◆ **Supplied text**:
[start]
But delegates will also vote to give unions and members a say in leadership votes. That has previously been the sole preserve of MPs in the caucus.
The draft proposal would require a two-thirds majority of MPs to trigger a leadership vote - a move that would be seen as entrenching the leader between general elections.
A rival option - to put the leadership to a vote if 40 per cent of MPs call for it - is seen as too destabilising and the party is likely to settle on the compromise of a 55 per cent threshold.
If for no other reason, that will bring Shearer's leadership to centre stage.
A well-connected Labour member, outside the caucus, agreed the conference would be about Shearer "whether we like it or not".
"The speech is very important to him," she said.
He needed to connect with the membership, which backed Cunliffe after last year's leadership "primaries".
If he did not win them over, he would remain vulnerable, and the media would be scouring the room checking for signs that Cunliffe's loyalists were on the warpath.
A runoff, if caucus put the leadership on the line in February, would spark a two-month public campaign that would expose the party's fault lines all over again and potentially do more harm than good. It is a step the party is unlikely to take lightly, but it cannot be ruled out.
"One argument is that if we change leaders we will lose. Well, we are losing," she said.
Her argument, echoed by others, is that Shearer promised change but had not yet delivered.
A highly placed party source said: "He needs to deliver a gutsy speech. We just want to see him lead. Discipline someone [such as MP Shane Jones] without being too cautious. Take a position on JT [former Cabinet minister John Tamihere] coming back. Make a leadership speech, not just a policy speech."
If he bombed at the conference, the focus would shift to his speeches early in the new year - when he has promised a state-of-the-nation-style speech - including at Waitangi ahead of that all-important first caucus of 2013.
"Then the party will be asking how many more opportunities there will be for him to go up."
Left-wing commentator and 2011 Labour candidate Josie Pagani is blunter.
"He's got everything to gain and everything to lose from this speech."
[end]
◆ **Dataset records**:
[start]
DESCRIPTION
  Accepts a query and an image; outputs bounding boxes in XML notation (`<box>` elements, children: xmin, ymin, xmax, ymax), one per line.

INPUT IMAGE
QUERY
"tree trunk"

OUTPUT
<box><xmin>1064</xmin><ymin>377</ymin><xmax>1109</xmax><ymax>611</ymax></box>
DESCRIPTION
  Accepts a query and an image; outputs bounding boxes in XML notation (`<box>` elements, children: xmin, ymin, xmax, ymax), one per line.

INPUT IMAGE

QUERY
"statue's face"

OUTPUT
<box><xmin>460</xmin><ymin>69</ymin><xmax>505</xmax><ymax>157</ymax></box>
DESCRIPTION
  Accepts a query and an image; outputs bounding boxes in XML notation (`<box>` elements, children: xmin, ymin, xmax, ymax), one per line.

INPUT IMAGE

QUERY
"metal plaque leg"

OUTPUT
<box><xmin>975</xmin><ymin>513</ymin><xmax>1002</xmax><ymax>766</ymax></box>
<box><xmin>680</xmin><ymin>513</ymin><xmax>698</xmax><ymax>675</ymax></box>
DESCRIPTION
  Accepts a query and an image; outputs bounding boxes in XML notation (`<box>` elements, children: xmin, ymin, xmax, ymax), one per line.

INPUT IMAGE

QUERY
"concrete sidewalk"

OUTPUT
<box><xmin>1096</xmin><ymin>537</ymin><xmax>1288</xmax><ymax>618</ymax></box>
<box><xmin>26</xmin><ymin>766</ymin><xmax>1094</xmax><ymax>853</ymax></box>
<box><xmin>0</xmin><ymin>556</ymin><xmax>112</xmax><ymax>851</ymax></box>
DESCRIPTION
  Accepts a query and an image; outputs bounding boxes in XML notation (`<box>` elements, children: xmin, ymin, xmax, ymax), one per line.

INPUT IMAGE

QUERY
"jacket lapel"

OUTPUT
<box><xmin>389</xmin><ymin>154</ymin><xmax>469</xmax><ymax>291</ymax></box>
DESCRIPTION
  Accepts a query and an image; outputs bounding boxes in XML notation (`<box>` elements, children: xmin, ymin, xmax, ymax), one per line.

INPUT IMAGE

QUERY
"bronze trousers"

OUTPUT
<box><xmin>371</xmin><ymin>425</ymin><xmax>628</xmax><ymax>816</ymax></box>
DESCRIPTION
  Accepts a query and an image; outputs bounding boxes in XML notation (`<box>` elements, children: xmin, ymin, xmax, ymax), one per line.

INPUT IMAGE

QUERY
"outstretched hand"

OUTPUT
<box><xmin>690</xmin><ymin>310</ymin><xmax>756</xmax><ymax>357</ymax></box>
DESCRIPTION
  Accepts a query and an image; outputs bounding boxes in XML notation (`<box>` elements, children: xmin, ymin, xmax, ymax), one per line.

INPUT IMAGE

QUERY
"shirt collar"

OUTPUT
[end]
◆ **Exercises to complete**:
a – In the Labour leadership article, what majority of MPs would the draft proposal require to trigger a leadership vote?
b – List every person mentioned by name in the Labour leadership article.
c – Continue the Labour leadership article from its final line.

◆ **Responses**:
a – A two-thirds majority of MPs.

b – Shearer, Cunliffe, Shane Jones, John Tamihere, Josie Pagani

c –
She believes he needs to be more "muscular" and set out his thinking in a way that clearly differentiates him from predecessors Helen Clark and Phil Goff.
POPULAR, BUT . . .
Shearer's main problem is not that he is divisive or that he has made enemies in the caucus. In fact he is universally liked and respected.
But he has failed badly as a communicator during a year when National has faced huge head-winds and when the gloss has come off Prime Minister John Key's image.
The opportunities read like a shopping list for an Opposition leader to choose from.
There have been Key's "brain fades" and verbal gaffes - one of the latest his insult aimed at international football superstar David Beckham.
The Maori water rights claim is still wending its way through the courts, forcing a postponement of the asset sales programme - a key element in the Government's economic policy - at the same time as doubts grow over the prospects of achieving promised Budget surplus in 2014-15.
Only this week the unemployment rate jumped unexpectedly to 7.3 per cent, a level not seen since 1999.
Education Minister Hekia Parata and her ministry have made a hash of the class sizes debate, school closures in Christchurch and the Novopay teacher pay system.
There have been privacy breaches or leaks at Social Development, Foreign Affairs and Trade and ACC.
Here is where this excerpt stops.